*Task directions*. Exactly as written, transcribe the lines that run from the one containing "Could you please mark the red" to the end of the records below.

*Dataset excerpts*.
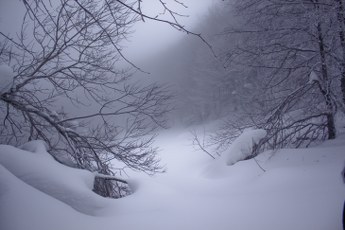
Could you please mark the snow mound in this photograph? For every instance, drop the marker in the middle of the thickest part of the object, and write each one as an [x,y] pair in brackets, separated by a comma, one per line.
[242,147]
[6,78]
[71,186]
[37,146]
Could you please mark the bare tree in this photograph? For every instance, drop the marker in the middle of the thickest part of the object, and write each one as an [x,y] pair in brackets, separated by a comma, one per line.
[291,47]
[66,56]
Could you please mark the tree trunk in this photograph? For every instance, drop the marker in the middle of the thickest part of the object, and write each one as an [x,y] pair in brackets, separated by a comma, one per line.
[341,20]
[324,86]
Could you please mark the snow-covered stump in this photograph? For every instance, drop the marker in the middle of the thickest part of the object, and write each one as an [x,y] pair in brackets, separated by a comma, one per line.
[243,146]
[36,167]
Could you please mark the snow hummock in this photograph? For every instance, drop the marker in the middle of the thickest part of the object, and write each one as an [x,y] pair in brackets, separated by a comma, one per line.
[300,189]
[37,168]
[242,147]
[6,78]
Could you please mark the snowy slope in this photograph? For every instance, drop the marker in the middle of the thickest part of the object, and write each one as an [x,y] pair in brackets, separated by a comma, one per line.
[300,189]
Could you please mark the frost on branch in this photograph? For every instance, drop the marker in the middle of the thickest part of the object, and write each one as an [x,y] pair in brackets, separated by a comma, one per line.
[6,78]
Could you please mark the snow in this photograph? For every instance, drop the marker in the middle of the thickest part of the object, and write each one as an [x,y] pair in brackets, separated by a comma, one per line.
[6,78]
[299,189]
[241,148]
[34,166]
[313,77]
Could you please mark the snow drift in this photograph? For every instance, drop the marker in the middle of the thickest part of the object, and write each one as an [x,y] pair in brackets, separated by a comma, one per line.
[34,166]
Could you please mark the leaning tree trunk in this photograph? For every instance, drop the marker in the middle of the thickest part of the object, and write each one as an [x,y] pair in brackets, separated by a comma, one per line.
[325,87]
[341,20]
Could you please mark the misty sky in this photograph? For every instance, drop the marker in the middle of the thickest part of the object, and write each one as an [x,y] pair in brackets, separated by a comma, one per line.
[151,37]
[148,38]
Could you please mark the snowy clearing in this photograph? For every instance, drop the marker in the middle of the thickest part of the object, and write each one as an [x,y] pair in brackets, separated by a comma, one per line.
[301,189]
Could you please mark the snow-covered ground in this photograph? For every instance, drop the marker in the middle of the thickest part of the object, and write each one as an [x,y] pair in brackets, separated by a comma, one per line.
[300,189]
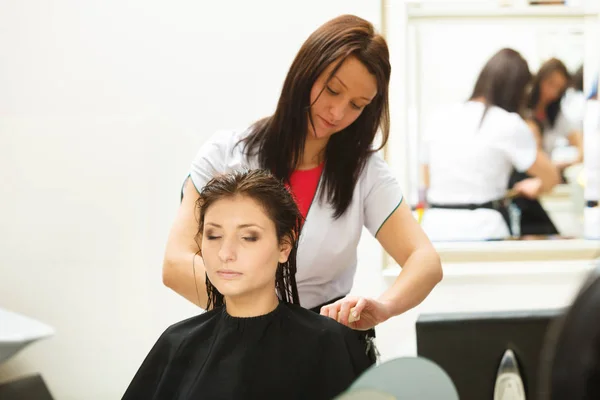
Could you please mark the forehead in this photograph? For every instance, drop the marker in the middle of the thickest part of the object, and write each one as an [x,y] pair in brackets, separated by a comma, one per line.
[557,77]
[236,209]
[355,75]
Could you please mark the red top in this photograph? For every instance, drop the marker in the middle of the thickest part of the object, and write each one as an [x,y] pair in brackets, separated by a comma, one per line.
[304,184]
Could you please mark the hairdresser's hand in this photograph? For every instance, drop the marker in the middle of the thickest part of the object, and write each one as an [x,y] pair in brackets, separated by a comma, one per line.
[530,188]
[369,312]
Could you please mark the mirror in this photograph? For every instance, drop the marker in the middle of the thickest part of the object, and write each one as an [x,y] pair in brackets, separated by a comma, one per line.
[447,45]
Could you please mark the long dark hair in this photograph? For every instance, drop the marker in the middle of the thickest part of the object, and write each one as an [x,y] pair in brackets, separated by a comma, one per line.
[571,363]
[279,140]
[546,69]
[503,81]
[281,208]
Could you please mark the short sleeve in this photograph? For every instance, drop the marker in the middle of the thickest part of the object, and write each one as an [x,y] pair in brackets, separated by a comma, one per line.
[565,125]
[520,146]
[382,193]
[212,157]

*Response to this exercise*.
Could you please mark the red top in this photograph? For every instance, drop the marker in the middle of the thickest part of the object, and write each one as an [x,y] pair in brackets, separated by a comma, one per line.
[304,184]
Could you please mark the hairdresser's hand in this photograph? For every instance, drop the marker in the middle of the thickest part of the object, and write each one as an [x,y] pair in brackets, separated by a comma, one per line.
[530,188]
[369,312]
Could you please mark the mirror in this photograph? For every instance, drop the marker in the middle of the thickest part of the object, and write each one as an [x,y] pair in brackets, separated by a comma, one per line.
[447,45]
Could you please mark the long dark hair in this photograph? For every instance, drop the marker in the middle of the thickest part of the object, and write each one as an [x,y] pair in brackets, separated by a comma, one per line.
[571,363]
[279,140]
[546,69]
[503,81]
[281,208]
Could you please mark the short sleeve in this photograph? For every instance, drop the marker in the middle of the thickest part of the object, and write each one as an [x,y] pair in brackets, separated by a comma, one per line.
[565,125]
[520,146]
[382,193]
[212,157]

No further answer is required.